== GIVEN TEXT ==

*** Begin section ***

We will animate our robots with what we have poured into our phones: the story of our lives. When the brain in your phone marries the body of your robot, document preparation meets therapeutic massage. Here is a happy fantasy of security, intellectual companionship, and nurturing connection. How can one not feel tempted?
Lester dreams of seeing the world through AIBO’s eyes: it would be a point of access to an enhanced environment. Others turn this around, saying that the robot will become the environment; the physical world will be laced with the intelligence we are now trying to put into machines. In 2008, I addressed a largely technical audience at a software company, and a group of designers suggested that in the future people will not interact with stand-alone robots at all—that will become an old fantasy. What we now want from robots, they say, we will begin to embed in our rooms. These intellectually and emotionally “alive” rooms will collaborate with us. They will understand speech and gesture. They will have a sense of humor. They will sense our needs and offer comfort. Our rooms will be our friends and companions.

*** End section ***

Stored data entries
*** Begin section ***

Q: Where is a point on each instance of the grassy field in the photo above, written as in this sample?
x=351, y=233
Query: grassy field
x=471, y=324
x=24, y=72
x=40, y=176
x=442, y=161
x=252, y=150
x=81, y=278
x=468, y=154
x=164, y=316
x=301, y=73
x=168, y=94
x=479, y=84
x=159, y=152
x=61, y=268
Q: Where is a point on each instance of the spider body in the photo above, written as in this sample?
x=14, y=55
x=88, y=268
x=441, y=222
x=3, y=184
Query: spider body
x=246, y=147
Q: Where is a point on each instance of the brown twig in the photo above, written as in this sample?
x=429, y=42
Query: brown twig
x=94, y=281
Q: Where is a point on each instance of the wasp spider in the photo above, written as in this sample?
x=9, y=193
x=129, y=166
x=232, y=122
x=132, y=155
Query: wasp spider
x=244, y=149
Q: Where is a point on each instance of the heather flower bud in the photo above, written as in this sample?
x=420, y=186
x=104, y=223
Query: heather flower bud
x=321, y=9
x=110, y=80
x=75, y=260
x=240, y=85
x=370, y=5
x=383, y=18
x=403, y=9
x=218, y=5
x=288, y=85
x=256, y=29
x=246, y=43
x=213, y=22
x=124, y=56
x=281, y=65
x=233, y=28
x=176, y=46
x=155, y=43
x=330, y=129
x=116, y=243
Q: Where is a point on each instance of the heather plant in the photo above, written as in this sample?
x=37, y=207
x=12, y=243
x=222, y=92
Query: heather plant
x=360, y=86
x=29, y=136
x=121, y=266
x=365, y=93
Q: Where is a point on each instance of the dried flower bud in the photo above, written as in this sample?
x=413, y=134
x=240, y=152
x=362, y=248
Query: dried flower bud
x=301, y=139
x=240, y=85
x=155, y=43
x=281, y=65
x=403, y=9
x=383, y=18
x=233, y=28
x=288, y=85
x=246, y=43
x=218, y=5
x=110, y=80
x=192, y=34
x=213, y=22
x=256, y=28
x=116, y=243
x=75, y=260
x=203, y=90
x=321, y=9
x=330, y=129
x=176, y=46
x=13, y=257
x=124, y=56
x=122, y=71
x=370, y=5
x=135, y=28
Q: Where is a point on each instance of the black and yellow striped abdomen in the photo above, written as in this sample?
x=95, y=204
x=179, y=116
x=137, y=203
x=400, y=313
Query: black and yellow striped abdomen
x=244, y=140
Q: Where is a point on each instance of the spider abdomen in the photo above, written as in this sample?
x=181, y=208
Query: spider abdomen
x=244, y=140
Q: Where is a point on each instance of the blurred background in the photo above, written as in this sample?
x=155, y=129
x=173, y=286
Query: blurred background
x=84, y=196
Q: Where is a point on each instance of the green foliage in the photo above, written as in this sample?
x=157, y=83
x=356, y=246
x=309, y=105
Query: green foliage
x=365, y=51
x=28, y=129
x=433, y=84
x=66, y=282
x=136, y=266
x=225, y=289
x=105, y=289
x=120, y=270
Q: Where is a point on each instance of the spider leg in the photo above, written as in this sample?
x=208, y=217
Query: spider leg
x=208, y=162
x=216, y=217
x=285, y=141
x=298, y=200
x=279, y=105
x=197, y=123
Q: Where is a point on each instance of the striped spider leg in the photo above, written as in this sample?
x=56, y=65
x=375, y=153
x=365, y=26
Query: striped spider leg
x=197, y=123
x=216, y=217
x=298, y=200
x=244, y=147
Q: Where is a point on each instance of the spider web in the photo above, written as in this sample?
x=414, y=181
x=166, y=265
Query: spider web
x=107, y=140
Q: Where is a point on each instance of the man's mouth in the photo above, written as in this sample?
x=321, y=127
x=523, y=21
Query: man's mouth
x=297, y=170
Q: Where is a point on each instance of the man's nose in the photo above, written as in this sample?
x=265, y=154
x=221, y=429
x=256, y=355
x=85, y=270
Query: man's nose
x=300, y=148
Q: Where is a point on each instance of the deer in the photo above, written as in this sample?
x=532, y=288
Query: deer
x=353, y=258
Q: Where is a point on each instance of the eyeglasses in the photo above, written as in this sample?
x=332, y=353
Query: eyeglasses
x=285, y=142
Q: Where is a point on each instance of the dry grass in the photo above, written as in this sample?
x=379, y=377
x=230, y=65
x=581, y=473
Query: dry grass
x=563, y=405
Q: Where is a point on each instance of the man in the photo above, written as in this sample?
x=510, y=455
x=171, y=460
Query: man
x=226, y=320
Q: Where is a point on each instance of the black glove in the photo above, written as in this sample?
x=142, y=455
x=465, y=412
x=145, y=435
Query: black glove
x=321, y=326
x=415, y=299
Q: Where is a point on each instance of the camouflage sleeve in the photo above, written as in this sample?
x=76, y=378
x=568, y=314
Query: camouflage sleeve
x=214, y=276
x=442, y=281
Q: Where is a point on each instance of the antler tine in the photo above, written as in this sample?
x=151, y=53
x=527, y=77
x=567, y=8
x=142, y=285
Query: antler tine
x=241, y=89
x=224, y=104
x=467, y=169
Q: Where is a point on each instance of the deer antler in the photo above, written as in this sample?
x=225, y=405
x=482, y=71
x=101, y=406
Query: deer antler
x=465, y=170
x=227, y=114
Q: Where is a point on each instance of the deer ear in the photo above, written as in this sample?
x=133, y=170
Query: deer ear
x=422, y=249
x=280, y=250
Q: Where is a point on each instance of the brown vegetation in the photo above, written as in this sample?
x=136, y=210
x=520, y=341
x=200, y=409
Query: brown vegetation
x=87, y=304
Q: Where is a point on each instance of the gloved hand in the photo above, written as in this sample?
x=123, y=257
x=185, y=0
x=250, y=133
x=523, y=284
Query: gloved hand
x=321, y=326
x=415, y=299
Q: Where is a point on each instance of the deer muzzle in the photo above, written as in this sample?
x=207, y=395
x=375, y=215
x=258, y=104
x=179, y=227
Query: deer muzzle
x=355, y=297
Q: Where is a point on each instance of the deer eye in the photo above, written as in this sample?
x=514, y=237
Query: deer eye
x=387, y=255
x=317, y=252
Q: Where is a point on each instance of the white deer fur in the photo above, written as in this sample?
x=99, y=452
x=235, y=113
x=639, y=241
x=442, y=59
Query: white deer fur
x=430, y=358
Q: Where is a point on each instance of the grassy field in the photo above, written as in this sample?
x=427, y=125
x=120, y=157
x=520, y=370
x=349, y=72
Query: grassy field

*** End section ***

== TASK LIST ==
1 – Translate this sentence from the passage about robots into Spanish: "These intellectually and emotionally “alive” rooms will collaborate with us."
2 – In the passage about robots, in what year did the writer address a largely technical audience at a software company?

== SOLUTIONS TO THE EXERCISE ==
1 – Estas habitaciones intelectual y emocionalmente «vivas» colaborarán con nosotros.

2 – 2008